## AIM
Extend the electrical safety tips page past its final paragraph, in the same plain style.

Electrical Safety Tips & Resources

Call Before You Dig

Ontario’s Occupational Health and Safety Act requires that any person planning on digging has to first find underground utilities.

Underground utilities include: Water Pipes, Gas Lines, Sewage Lines, Electrical Wires, Cable TV and Telephone. It’s hard to know where they are without proper locates by the utility provider such as Lakefront, Cogeco, Union Gas, Bell, or the Town of Cobourg.

Serious injury or death can be caused if someone digs into an underground electric cable.

For Free electric underground locates, please contact ON1Call at , or visit their website at ON1Call.

ON1Call will help you to identify companies who may have underground cables and forward a locate request to each of these companies.

Call ON1Call when digging for:

  • tree planting
  • party tents
  • children’s inflatable activity centres
  • fence posts
  • decks
  • pool excavation
  • anytime you are going to put an anchor peg or shovel in the ground

 Lakefront Utilities Inc. will receive the request and provide an underground cable location service at no charge during normal working hours within 5 working days from your request.

We mark the location of any buried line in RED, so you know where you can dig safely. For guidelines regarding how to proceed near buried cables, read the Electrical Safety Association GUIDELINE FOR EXCAVATION NEAR UTILITY LINES.

Making contact with underground power lines can cause serious injury – even death, so please call ahead.

Following up with Lakefront Utilities

If you need to follow-up on a locate request, you must have a ticket number from the ON1Call service before you follow the prompts on our Lakefront Utilities main line 905-372-2193 to connect with our locates staff.

Freeze Up Period

Lakefront Utilities discontinues underground service installations during the normal Freeze Up period of mid November to mid May each year.

To be eligible for installation prior to Freeze Up, a service must have an Electrical Safety Authority inspection completed by November 1 of each year.

During this period, all customers, including residential customers in subdivisions, will be responsible for the digging and backfilling of their own trench for all underground services.

For any further information and options, please contact Lakefront Utilities at 905-372-2193

Reconnecting After a Flood

When flood water makes contact with electrical systems it leads to a heightened risk of electric shock that could result in serious injury or death. Follow these Flood Safety electrical safety steps; it could save your life, or the lives of first responders and utility personnel working in the area.

Electrical equipment and wiring that has been exposed to water through flooding may be dangerous if re-energized without proper evaluation and reconditioning or replacement by qualified persons. Power should be disconnected at the service by ensuring that the main switch is left in the “off” position until all electrical equipment has been tested.

If your power has been disconnected because of rising water, Lakefront Utilities must receive authorization from the Electrical Safety Authority in order to restore your power.

Documentation for Insurance or Other Claim

  1. For insurance or other claim purposes, Lakefront Utilities will be able to provide a letter documenting any additional cost for electricity incurred that may have been related to flood clean-up.
  2. Customers need to request the information by calling our customer services with their name, affected address and account number.

Call 905-372-2193 during business hours Monday to Friday, 8:30 am to 4:30 pm. After hours, you can send your request via email to lusi@lusi.on.ca

Will Lakefront Utilities Provide a Rebate?

This is not a rebate program. We will document any increase in electricity use for the period following the flooding incident and compare this consumption to the same period during the previous year. The cost difference will be calculated and provided as part of the documentation.

## INFORMATION PROVIDED
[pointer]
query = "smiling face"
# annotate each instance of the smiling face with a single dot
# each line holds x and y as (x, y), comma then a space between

## SOLVED PROBLEM
Will I still have to pay my full electrical bill?

Customers are responsible to pay Lakefront Utilities for the use of electricity. The documentation is for the purposes of presenting a claim with your house insurance.

When can I call for this?

You can call to request the documentation at any time. Because of billing periods, we need to wait until a comparable billing period has passed in order to properly do a comparison. This is expected to be started in early August.

Tree Trimming

Trees planted under power lines can grow to be a hazard. Not only can they be the cause of power outages, they can also endanger adventurous, tree-climbing children.

Why Does Lakefront Utilities Trim Trees?

Lakefront Utilities has an aggressive tree trimming program that maintains and removes trees and limbs along utility easements to prevent contact with high voltage electrical wires. The purpose of the program is to ensure public safety and to provide a reliable electrical service to all of our customers by preventing unscheduled power interruptions.


Anyone who prunes or climbs trees that are in contact with the power lines is putting themselves into potentially highly dangerous situations.

Trees and the ground around them may become energized when branches come into contact with the power lines.

Momentary contact between the tree and energized power lines could be fatal to anyone who is in proximity of the tree.


Trees are a significant cause of power outages. Outages from trees are caused from branches rubbing on power lines, branches falling on power lines and trees falling across power lines during storms.

By trimming power lines on a regular schedule to a minimum clearance, Lakefront Utilities will eliminate predictable safety hazards and reduce tree related outages.

Utilities’ Access to Private Property

The Electricity Act grants access for Lakefront Utilities to “enter and maintain any land for the purpose of cutting down or removing trees, branches or other obstructions”.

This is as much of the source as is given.